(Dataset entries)
[Start of section]
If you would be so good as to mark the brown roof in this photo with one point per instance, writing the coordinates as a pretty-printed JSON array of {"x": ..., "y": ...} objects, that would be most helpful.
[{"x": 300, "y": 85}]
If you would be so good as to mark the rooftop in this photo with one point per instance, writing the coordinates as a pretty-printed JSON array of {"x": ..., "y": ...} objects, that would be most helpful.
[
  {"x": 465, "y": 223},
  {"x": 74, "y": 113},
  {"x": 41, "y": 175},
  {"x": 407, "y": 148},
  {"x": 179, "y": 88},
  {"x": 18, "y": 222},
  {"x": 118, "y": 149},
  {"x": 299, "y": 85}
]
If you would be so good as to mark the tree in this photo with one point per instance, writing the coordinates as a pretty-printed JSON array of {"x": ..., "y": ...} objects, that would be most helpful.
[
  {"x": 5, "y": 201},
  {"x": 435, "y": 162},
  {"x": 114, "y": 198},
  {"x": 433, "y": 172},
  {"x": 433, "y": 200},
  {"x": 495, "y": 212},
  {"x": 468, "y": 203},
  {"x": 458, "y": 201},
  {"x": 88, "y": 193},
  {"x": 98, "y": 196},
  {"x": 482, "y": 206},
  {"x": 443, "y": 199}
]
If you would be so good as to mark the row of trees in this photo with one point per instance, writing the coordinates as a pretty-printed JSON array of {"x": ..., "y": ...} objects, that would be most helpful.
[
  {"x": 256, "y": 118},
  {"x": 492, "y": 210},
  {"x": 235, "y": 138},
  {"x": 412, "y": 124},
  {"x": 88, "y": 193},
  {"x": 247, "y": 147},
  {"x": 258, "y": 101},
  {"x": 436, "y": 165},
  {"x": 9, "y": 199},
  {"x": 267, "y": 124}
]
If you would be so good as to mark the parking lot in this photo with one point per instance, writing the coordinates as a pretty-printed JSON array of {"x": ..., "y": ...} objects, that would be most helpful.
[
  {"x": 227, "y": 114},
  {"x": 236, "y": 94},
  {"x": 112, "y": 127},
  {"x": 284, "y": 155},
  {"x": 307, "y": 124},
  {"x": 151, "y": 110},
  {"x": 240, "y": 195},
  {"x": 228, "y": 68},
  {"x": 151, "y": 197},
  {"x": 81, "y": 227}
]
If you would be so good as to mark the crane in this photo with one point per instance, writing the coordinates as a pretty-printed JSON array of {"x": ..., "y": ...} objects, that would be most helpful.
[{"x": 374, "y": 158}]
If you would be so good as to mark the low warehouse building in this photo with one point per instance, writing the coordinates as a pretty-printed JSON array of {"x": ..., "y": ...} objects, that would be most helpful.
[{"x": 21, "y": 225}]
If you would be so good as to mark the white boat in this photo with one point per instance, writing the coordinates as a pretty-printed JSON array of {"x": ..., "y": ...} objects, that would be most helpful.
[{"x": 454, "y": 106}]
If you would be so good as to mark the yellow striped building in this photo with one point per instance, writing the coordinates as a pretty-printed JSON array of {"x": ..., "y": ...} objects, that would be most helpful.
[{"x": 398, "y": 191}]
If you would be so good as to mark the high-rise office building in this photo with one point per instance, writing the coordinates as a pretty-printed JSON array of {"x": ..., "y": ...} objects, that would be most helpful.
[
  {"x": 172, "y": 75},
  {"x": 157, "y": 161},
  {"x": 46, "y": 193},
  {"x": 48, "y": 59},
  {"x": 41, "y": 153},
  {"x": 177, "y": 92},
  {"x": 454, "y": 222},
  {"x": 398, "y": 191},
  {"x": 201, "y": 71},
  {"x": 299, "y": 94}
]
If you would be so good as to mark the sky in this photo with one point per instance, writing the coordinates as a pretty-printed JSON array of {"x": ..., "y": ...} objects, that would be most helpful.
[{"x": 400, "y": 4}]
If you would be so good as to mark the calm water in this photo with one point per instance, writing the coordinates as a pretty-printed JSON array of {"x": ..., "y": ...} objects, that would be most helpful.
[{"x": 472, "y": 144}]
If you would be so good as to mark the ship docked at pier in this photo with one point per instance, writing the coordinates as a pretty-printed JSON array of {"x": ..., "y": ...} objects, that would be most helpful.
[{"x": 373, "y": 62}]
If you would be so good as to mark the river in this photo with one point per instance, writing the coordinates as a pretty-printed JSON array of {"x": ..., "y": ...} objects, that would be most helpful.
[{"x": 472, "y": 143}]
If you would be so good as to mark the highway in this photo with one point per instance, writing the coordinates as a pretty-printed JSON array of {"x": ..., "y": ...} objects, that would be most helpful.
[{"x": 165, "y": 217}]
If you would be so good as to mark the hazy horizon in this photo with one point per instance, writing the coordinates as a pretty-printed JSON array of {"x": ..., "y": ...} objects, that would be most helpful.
[End of section]
### Exercise prompt
Extract the complete set of records unchanged.

### Exercise solution
If you would be so good as to mark the brown roof in this photo with one point per instance, writing the coordinates as a pretty-printed JSON array of {"x": ..., "y": ...} objects, that would be most helpful.
[{"x": 300, "y": 85}]
If you would be so good as to mark the rooftop in this photo with one point per instance, writing the coordinates as a pretty-printed JSON array of {"x": ..., "y": ...} objects, that would be most helpful.
[
  {"x": 465, "y": 223},
  {"x": 74, "y": 113},
  {"x": 41, "y": 175},
  {"x": 407, "y": 148},
  {"x": 179, "y": 88},
  {"x": 18, "y": 222},
  {"x": 118, "y": 149},
  {"x": 299, "y": 85}
]
If you would be so good as to mark the tree in this photo with one point per instance, writing the coordinates as a pretty-printed JSON array of {"x": ..., "y": ...} objects, that would be most helpful.
[
  {"x": 5, "y": 201},
  {"x": 435, "y": 162},
  {"x": 114, "y": 198},
  {"x": 433, "y": 172},
  {"x": 433, "y": 200},
  {"x": 495, "y": 212},
  {"x": 468, "y": 203},
  {"x": 458, "y": 201},
  {"x": 88, "y": 193},
  {"x": 98, "y": 196},
  {"x": 482, "y": 206},
  {"x": 443, "y": 199}
]
If you would be so good as to mark the row of trees in this photo with one point per instance, writing the coordinates as a pretty-printed JSON array of {"x": ..., "y": ...} objects, that would be most helpful.
[
  {"x": 256, "y": 118},
  {"x": 492, "y": 210},
  {"x": 235, "y": 138},
  {"x": 412, "y": 124},
  {"x": 88, "y": 193},
  {"x": 247, "y": 147},
  {"x": 258, "y": 101},
  {"x": 436, "y": 165},
  {"x": 9, "y": 199},
  {"x": 267, "y": 124}
]
If you would be so good as to mark the parking lot in this photo with one point per instance, writing the coordinates as a pretty-printed JSON array of {"x": ..., "y": ...} objects, that would be most helpful.
[
  {"x": 227, "y": 114},
  {"x": 236, "y": 94},
  {"x": 112, "y": 127},
  {"x": 284, "y": 155},
  {"x": 307, "y": 124},
  {"x": 151, "y": 110},
  {"x": 240, "y": 195},
  {"x": 228, "y": 68},
  {"x": 151, "y": 197},
  {"x": 81, "y": 227}
]
If you would be so good as to mark the crane in this photo with one point per instance, writing the coordinates as a pretty-printed JSON array of {"x": ..., "y": ...} objects, that would be most helpful.
[{"x": 374, "y": 158}]
If you would be so good as to mark the low warehouse building in this photo with one point per instance, writing the coordinates as a pretty-printed JSON array of {"x": ..., "y": ...} objects, that would be most helpful.
[{"x": 21, "y": 225}]
If you would be so good as to mark the white boat in this photo with one point per instance, writing the coordinates as a pretty-printed JSON array of {"x": ..., "y": ...} objects, that would be most helpful.
[{"x": 454, "y": 106}]
If you would be so good as to mark the yellow striped building in this photo with one point per instance, writing the coordinates as a pretty-printed JSON array of {"x": ..., "y": ...} objects, that would be most helpful.
[{"x": 398, "y": 191}]
If you would be so good as to mark the high-rise office building in this photo with one point per instance, writing the coordinates as a pretty-printed JSON array of {"x": ..., "y": ...} objects, that would be most helpful.
[
  {"x": 172, "y": 75},
  {"x": 157, "y": 161},
  {"x": 46, "y": 193},
  {"x": 48, "y": 59},
  {"x": 41, "y": 153},
  {"x": 177, "y": 92},
  {"x": 454, "y": 222},
  {"x": 398, "y": 191},
  {"x": 201, "y": 71},
  {"x": 299, "y": 94}
]
If you would be so good as to mark the sky in this photo with one point per instance, writing the coordinates as a pretty-printed JSON array of {"x": ..., "y": ...} objects, that would be most helpful.
[{"x": 400, "y": 4}]
If you would be so good as to mark the calm water in this photo with one point per instance, writing the coordinates as a pretty-printed JSON array of {"x": ..., "y": ...} objects, that would be most helpful.
[{"x": 472, "y": 144}]
If you would be so good as to mark the ship docked at pier in this photo with one point per instance, writing the coordinates as a pretty-printed JSON array of {"x": ..., "y": ...} objects, that would be most helpful.
[{"x": 373, "y": 62}]
If you would be so good as to mark the river in this photo with one point per instance, writing the coordinates as a pretty-printed JSON array of {"x": ..., "y": ...} objects, that would be most helpful.
[{"x": 472, "y": 143}]
If you would be so good as to mark the highway in this photo with one point per instance, writing the coordinates as a pretty-printed JSON array of {"x": ..., "y": ...} objects, that would be most helpful.
[{"x": 165, "y": 217}]
If you would be so good as to mark the hazy horizon in this photo with one point per instance, writing the coordinates as a pretty-printed JSON array of {"x": ..., "y": ...} objects, that would be most helpful.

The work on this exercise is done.